What you will do:
Write out the entries below verbatim, from their start through the line containing "positive clicks: (129, 73)", leaving out the pictures.

Data to examine Start Marker

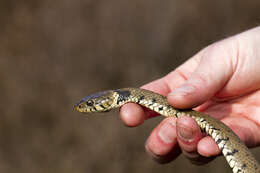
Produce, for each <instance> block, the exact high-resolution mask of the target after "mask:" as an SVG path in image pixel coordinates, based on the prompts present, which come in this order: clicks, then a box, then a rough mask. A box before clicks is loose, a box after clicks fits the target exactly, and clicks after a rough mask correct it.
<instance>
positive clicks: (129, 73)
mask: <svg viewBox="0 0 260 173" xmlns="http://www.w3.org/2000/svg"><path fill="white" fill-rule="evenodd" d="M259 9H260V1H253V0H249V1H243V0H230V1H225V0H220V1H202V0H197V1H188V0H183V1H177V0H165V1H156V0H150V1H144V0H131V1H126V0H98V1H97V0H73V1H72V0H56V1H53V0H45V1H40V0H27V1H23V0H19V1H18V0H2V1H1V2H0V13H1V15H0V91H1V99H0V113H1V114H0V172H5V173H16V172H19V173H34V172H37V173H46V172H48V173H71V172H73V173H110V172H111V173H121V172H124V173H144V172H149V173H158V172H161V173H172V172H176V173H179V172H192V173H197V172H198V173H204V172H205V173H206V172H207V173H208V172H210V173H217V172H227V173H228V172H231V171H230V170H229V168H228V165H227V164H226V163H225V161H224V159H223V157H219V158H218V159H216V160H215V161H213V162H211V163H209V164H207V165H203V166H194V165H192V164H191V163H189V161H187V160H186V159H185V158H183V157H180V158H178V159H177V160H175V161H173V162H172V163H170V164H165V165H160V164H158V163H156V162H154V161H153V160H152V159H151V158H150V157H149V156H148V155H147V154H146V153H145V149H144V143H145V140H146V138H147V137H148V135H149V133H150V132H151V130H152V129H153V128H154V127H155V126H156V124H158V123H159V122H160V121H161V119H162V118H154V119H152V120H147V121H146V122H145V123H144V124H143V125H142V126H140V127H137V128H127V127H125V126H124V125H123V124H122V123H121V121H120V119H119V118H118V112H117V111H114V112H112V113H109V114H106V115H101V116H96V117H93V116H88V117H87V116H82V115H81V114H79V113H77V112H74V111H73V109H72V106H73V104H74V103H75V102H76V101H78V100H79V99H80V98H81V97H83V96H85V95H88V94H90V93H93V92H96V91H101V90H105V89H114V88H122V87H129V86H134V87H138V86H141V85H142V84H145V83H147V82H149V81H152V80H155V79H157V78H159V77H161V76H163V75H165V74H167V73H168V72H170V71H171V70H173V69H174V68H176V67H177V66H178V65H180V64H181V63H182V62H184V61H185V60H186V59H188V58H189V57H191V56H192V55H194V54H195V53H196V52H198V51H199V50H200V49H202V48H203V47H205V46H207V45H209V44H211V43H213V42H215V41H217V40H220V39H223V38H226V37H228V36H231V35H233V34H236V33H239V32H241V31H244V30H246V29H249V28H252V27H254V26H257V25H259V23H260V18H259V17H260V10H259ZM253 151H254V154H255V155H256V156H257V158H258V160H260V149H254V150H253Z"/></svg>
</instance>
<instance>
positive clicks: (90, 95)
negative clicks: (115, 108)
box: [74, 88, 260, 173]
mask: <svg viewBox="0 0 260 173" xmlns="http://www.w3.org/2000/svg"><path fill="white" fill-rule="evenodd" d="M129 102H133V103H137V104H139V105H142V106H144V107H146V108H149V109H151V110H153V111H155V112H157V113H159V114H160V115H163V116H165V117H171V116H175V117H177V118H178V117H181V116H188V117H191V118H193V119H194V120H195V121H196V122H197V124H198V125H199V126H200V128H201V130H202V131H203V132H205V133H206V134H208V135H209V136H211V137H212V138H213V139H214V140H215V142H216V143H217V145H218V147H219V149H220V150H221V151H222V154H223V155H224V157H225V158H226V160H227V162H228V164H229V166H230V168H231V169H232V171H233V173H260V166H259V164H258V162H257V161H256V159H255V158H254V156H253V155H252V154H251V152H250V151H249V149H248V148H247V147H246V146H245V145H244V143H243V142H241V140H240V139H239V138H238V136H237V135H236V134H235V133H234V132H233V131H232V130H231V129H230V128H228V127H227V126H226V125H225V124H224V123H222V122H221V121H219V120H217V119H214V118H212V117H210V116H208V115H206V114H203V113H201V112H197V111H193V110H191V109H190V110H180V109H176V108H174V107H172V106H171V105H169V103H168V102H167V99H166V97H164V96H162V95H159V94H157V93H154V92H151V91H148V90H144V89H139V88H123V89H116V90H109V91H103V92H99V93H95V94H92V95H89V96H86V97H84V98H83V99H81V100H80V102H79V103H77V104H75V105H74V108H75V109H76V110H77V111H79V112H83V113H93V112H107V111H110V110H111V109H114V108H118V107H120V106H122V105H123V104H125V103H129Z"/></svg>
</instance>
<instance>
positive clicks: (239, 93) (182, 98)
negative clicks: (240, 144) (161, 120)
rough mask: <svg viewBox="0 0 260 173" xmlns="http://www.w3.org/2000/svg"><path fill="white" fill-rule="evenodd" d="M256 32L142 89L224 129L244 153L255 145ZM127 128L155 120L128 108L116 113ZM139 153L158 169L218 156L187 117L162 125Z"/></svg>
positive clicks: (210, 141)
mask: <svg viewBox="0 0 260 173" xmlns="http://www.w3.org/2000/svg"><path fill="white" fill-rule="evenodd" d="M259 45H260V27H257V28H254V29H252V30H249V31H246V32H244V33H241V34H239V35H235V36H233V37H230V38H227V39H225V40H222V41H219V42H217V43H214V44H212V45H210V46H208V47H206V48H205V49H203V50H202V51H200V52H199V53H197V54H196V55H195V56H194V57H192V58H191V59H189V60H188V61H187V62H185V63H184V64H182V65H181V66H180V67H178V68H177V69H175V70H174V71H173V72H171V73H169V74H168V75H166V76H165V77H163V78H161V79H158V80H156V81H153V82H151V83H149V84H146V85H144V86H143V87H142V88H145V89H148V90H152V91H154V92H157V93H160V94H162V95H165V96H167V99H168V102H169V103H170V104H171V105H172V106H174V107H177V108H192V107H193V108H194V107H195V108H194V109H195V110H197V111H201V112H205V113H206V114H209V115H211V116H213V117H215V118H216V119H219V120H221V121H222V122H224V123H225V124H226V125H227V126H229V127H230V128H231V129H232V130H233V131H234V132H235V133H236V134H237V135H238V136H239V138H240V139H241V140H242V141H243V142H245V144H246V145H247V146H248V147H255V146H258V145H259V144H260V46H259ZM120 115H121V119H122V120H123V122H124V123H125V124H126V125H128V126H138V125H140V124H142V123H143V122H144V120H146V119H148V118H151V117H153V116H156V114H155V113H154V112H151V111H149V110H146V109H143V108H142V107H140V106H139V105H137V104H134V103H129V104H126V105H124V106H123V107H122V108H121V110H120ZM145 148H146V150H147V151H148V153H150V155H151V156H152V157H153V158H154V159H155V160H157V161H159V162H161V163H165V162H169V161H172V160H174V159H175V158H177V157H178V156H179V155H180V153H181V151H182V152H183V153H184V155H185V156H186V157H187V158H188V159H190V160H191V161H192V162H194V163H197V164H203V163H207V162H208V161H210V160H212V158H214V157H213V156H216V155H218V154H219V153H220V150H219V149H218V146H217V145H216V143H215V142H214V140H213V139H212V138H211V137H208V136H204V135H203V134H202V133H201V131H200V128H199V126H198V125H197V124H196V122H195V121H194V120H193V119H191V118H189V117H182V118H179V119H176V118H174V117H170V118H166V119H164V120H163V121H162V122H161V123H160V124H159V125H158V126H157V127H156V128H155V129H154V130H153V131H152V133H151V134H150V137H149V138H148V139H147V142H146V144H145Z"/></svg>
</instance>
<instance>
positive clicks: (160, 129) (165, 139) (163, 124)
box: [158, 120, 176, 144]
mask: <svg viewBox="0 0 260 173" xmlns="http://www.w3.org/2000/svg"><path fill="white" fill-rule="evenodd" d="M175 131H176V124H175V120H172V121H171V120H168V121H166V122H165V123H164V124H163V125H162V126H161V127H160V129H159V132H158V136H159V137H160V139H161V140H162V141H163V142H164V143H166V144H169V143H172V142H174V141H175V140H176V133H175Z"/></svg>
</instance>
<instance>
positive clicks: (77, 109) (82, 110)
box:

Data to examine End Marker

Result below:
Produce, for each <instance> block, the exact high-resolution mask of the target after "mask:" as an SVG path in image pixel coordinates, based on the prompts present, which come in this order: clicks, then a box, then a rough mask. A box before clicks is loose, a box after clicks fits the target exactly, and clicks after a rough mask correct it.
<instance>
positive clicks: (129, 73)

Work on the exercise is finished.